● Exercise description
Copy the entries below exactly. Images do not belong in the copy.

● Data extracts
________________________
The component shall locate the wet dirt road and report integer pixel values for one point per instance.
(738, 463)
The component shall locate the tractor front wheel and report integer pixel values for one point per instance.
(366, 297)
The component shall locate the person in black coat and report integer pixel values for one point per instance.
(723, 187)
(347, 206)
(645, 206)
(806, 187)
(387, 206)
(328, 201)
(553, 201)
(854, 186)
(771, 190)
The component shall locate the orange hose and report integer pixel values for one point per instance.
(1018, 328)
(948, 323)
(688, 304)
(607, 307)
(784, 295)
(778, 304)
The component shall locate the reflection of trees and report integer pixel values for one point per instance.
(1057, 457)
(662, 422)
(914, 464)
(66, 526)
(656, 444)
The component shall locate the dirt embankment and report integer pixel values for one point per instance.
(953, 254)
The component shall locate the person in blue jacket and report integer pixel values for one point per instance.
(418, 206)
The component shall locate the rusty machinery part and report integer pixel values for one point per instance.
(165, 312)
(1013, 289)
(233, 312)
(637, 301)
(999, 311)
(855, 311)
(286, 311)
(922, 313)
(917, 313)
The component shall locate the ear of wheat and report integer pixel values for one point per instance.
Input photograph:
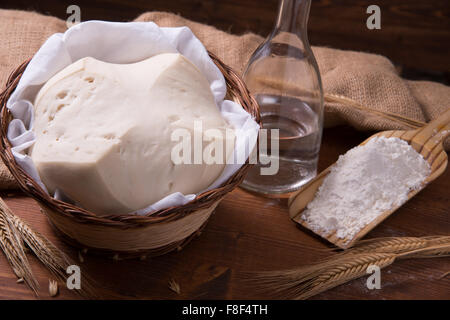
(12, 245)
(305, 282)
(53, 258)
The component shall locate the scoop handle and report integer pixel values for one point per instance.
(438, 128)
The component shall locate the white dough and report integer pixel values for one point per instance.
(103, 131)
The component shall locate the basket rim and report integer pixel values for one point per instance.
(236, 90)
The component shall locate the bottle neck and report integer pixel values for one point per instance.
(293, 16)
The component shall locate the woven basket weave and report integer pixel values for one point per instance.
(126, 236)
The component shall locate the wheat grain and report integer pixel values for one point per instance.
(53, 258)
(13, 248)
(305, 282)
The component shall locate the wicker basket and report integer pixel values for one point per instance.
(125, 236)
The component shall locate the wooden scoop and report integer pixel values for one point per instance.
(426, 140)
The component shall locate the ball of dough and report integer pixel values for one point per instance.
________________________
● Answer section
The component shall locate the wet dirt road and report integer pixel values for one point per instance.
(738, 463)
The component shall locate the tractor front wheel and report integer pixel values for one point per instance.
(366, 297)
The component shall locate the person in black coat and report integer pixel values for one point per instance.
(723, 187)
(347, 206)
(645, 206)
(806, 187)
(387, 206)
(328, 201)
(553, 201)
(854, 186)
(771, 190)
The component shall locate the orange hose and report integer pixel values for one point per instance.
(1018, 328)
(948, 323)
(688, 304)
(607, 307)
(784, 295)
(778, 304)
The component shall locate the reflection of trees and report integer pixel values for one point per instance.
(1057, 457)
(662, 422)
(914, 464)
(66, 526)
(656, 444)
The component shall locate the dirt embankment and report integer pixel values for one point per instance.
(953, 254)
The component shall locate the person in blue jacket and report integer pixel values for one point per instance.
(418, 206)
The component shall locate the rusty machinery part and report integer pixel values for one point per instance.
(165, 312)
(1013, 289)
(233, 312)
(637, 301)
(999, 311)
(855, 311)
(286, 311)
(922, 313)
(917, 313)
The component shall locate the ear of wheat and report integer pixel values for one point per instance.
Input photograph:
(12, 245)
(305, 282)
(53, 258)
The component shall locate the scoop handle and report integer pixel values for one point per instance.
(438, 128)
The component shall locate the white dough and report integer pixel values for one point per instance.
(103, 131)
The component shall locate the basket rim and report integer pixel values for one point per instance.
(236, 90)
The component shall locate the bottle neck and report integer pixel values for one point per instance.
(293, 16)
The component shall locate the woven basket weave and report integer pixel values for one point per instance.
(126, 236)
The component shall locate the wheat grain and report integer pixel values for one point per instance.
(53, 258)
(13, 248)
(305, 282)
The component shall locate the wicker basket and report integer pixel values for one point per instance.
(125, 236)
The component shall locate the wooden scoop and report integer pixel values for one point per instance.
(426, 140)
The component shall locate the ball of dough and report integer pixel values for one point per instance.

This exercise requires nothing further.